◆ FRAGMENTO DE ORIGEN ◆
Por citar sólo un ejemplo: que la voz de la comunidad educativa (que incluye a estudiantes, padres, maestros) no haya tenido un papel protagónico a la hora de evaluar las dramáticas decisiones tomadas en el área, representa una abierta afrenta al ideal de la “conversación entre iguales”.

Por supuesto que cuestiones sociales tan serias no deben quedar nunca -como quedaron- en manos de elite alguna: ni las del “saber científico”, ni las del poder burocrático. Finalmente, las catastróficas decisiones tomadas en el área son un resultado esperable de un proceso decisorio arbitrario, caprichoso, excluyente y poco conversado.

Lo dicho sobre el Ejecutivo vale también -aunque con implicaciones diferentes- para el Congreso. La justificación del Congreso siempre fue -en línea con lo que exige el ideal de la “conversación entre iguales”- su capacidad para representar y expresar a la diversidad social existente: “ser la voz del pueblo”. Allí reside el sentido y valor de tener un Congreso plural y democrático: ése era el sueño de la representación plena.

Lamentablemente, sin embargo, hace muchos años que el órgano legislativo se muestra radicalmente incapaz de cumplir con su misión originaria. Pensado para una sociedad menos numerosa, dividida en pocos grupos internamente homogéneos, el Congreso se enfrenta hoy con una sociedad numerosa, multicultural, y dividida en infinidad de grupos internamente heterogéneos.

Hoy, la imposibilidad de representar y expresar la diversidad social es estructural e irreversible. El sueño de la representación plena se terminó para siempre.

Ello explica, por un lado, el tremendo desapego social que hoy existe (en nuestro país, como en tantos), hacia los legisladores (la justificada distancia que sentimos hacia nuestros representantes), a la vez que nos ayuda a entender el atractivo que ganan los ocasionales episodios de la “conversación extendida” -episodios como los que se dieron en la Argentina en el 2018, con el debate sobre el aborto; o en Chile hoy, con el debate constitucional.

◆ DATOS REGISTRADOS ◆
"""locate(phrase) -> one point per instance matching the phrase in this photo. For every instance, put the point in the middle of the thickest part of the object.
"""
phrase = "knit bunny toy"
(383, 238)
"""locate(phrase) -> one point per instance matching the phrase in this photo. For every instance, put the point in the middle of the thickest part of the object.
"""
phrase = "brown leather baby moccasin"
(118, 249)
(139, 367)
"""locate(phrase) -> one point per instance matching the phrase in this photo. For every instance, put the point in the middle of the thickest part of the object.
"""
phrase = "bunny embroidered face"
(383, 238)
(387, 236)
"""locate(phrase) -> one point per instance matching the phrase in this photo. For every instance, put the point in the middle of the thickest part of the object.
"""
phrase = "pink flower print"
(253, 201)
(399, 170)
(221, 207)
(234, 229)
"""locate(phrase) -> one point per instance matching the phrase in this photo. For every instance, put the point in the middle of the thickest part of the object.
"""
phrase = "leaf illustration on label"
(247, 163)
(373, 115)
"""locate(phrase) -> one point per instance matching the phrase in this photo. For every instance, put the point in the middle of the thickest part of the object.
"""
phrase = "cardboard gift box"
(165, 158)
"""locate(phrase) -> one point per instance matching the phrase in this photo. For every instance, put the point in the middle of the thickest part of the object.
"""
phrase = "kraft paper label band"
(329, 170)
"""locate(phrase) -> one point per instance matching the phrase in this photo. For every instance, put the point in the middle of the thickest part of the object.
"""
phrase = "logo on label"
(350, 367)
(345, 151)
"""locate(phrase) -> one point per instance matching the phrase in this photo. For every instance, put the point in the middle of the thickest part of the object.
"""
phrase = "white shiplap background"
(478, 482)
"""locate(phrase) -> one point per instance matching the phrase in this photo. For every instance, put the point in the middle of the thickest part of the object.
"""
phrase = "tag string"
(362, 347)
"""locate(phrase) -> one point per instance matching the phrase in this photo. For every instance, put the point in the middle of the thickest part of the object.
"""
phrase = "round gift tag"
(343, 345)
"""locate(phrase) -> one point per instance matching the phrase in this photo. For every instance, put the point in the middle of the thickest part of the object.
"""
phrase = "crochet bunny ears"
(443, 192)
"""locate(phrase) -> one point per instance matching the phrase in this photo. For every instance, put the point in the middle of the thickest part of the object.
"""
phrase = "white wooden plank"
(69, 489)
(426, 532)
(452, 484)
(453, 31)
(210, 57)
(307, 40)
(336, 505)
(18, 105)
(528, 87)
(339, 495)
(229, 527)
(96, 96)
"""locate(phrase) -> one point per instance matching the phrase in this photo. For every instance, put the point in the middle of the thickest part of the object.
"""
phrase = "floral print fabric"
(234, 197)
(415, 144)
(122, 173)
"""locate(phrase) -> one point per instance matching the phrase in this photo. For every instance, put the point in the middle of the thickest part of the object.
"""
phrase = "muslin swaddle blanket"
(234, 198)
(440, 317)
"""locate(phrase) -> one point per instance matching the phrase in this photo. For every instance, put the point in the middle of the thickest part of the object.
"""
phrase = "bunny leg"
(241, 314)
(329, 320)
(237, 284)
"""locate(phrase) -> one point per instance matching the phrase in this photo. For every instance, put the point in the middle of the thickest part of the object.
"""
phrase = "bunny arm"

◆ CONSIGNA ◆
Por favor, retoma el fragmento sobre la conversación entre iguales y el Congreso y continúalo a partir de su última oración. El listado proviene de una fuente distinta a la del fragmento.

◆ RESPUESTA ◆
En los hechos, la totalidad del esquema constitucional -la estructura de “frenos y contrapesos”- fue pensada para canalizar y evitar la guerra civil, y no para promover el diálogo. En nada sorprende, por tanto, la falta de ductilidad de ese sistema para favorecer la “conversación entre iguales”.

Por ello es que las decisiones del Poder Judicial -la rama del poder, en términos relativos, menos democrática- generan, razonablemente, más resistencia, cuando pretenden tomar el lugar de las decisiones colectivas; a la vez que ganan sentido y valor cuando custodian o contribuyen a definir las reglas de juego de la “conversación colectiva”.

Por ejemplo: los jueces no hacen bien si quieren determinar por sí el contenido de la política sanitaria o económica, pero se orientan a hacer lo que deben cuando señalan quién está habilitado y quién no, para definir esa política sanitaria (i.e., no la Nación, sí la CABA); o tomar tal medida económica (i.e., para el caso de la 125 o una expropiación, no el Presidente o un Secretario de Estado, pero sí el Congreso).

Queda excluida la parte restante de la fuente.